DOCUMENT SECTION:

....

Y’know, bullet manufacturer Steve Hornady might have developed a zombie product line of cartridges as a goof and a homage to his love for zombie flicks, but given these two twisted crimes he might have stumbled onto something.
Now, before lathered-up critics start laughing at the thought that I think the undead are a legit concern for us mortals to arm ourselves against, let me allay any fears and squelch that notion straight away. I don’t believe zombies are real, okay?
That said, when young adults move from drinking a Bud Light and minding their own business to snorting Calgon and eating human flesh, zombie or not … Houston, we have a problem. Apparently, now we can’t stroll MacArthur Causeway or go to Boston Market for a chicken pot pie with a side of garlicky lemon spinach without some Slingblade trying to eat our face.
Given the supernatural strength and hallucinations this new drug from hell spawns I’m steppin’ it up a notch in what I’m carrying on my person and what I’m loaded with in my house.
For personal defense I think I’ll rock it old school with an S&W 29 .44 Magnum with a 6.5-inch barrel. Not the most concealable, but OMG is she gorgeous when drawn.
My load of choice? Well, I’ve seen over and over what Barnes’ X-Bullets do to animals when hunting in the field, so I think I’ll chamber my S&W with Barnes’ XPB FBs in the 225 gr. option. I doubt the criminal cranking on Bed, Bath & Beyond’s best could take one of these to the vitals and continue to feel invincible. Indeed, they create quite the terminal wound channel; it’s about the size of your fist (FYI zombies).
For home defense I’m going to stick with the ultimate zombie zapper, the 12-gauge pump riot gun stuffed to the hilt with three-inch yummy magnums. Man, oh man. Is this a zombie stopper, or what? I won’t tell you what I intend to do with these sweeties at the house … that’ll be just for me and the zombie dumb enough to cross the sacred threshold of my dwelling.
As for all these various self-defense scenarios my family might encounter, we will practice, practice, practice double tapping center mass at the target range at different angles and in different situations until we become zombie flawless. Yes, practice makes perfect, and I want my kin to get to a place where we don’t care if someone is straight tripping on Herbal Essence’s finest; it will be hard for him to eat our cheek meat with a fist-sized wound channel through his heart and one through his lungs.
In Doug’s world the innocent person should live and the attacking bath salt zombie should die.

....

LISTED ENTRIES:
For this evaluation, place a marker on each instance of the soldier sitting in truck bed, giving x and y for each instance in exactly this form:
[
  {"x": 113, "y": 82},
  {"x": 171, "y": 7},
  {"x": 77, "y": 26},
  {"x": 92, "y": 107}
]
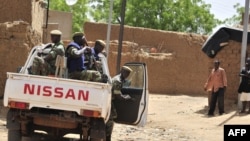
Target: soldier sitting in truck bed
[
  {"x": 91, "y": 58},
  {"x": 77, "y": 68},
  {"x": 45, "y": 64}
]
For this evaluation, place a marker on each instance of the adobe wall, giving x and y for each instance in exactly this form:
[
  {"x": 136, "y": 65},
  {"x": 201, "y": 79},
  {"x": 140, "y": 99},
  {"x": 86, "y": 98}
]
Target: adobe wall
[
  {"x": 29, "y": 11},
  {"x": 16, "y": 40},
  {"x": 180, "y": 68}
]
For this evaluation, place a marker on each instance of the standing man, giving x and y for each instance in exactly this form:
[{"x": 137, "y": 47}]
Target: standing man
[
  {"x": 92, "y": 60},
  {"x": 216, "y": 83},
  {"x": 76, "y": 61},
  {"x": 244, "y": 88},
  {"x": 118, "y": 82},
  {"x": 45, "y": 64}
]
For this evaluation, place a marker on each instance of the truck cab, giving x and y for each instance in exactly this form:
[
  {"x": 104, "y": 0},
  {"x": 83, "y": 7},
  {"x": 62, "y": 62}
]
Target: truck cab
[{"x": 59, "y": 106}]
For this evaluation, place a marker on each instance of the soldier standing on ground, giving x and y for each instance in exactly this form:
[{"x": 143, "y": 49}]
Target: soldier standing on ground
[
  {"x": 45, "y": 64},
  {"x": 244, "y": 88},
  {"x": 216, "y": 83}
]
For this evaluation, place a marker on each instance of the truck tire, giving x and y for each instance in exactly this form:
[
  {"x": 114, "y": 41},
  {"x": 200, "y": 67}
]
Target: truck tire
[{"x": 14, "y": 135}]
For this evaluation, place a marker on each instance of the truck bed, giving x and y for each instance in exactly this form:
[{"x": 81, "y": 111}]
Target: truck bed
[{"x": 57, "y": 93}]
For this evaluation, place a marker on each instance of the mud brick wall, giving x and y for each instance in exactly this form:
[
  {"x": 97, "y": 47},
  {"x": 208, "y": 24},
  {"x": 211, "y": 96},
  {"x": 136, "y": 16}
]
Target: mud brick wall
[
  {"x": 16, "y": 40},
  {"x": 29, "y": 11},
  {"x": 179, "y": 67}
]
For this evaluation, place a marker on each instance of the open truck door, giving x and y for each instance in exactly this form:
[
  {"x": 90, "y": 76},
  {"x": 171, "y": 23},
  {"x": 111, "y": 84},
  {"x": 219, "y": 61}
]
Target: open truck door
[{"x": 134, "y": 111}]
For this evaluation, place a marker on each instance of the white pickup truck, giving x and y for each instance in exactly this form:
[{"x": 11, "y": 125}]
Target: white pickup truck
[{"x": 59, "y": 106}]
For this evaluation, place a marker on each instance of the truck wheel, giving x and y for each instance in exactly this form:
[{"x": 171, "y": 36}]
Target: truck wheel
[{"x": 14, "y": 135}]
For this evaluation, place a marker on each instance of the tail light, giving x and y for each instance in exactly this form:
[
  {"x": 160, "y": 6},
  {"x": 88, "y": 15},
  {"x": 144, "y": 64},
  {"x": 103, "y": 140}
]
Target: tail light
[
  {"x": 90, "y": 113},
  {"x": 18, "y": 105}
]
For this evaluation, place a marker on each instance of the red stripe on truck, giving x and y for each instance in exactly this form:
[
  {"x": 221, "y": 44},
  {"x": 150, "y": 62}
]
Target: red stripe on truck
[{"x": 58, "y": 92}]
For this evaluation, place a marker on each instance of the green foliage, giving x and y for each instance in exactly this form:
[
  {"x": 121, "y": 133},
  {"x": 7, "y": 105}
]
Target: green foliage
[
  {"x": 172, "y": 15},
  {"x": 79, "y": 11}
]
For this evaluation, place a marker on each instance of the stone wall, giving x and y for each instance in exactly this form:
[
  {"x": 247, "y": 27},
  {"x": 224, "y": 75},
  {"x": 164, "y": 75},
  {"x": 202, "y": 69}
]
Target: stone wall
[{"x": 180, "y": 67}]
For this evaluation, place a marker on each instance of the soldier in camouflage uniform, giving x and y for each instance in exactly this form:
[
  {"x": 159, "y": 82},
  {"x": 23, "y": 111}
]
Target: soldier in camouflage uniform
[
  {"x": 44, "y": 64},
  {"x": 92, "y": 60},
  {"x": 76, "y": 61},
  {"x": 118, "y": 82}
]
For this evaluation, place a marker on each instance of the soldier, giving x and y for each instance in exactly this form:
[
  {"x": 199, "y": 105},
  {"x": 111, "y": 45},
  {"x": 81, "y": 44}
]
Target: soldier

....

DIRECTIVE: From the article on zombie-proof self-defense above, extract the passage starting with "My load of choice?" and going on through "fist (FYI zombies).".

SOLUTION TO THE PROBLEM:
My load of choice? Well, I’ve seen over and over what Barnes’ X-Bullets do to animals when hunting in the field, so I think I’ll chamber my S&W with Barnes’ XPB FBs in the 225 gr. option. I doubt the criminal cranking on Bed, Bath & Beyond’s best could take one of these to the vitals and continue to feel invincible. Indeed, they create quite the terminal wound channel; it’s about the size of your fist (FYI zombies).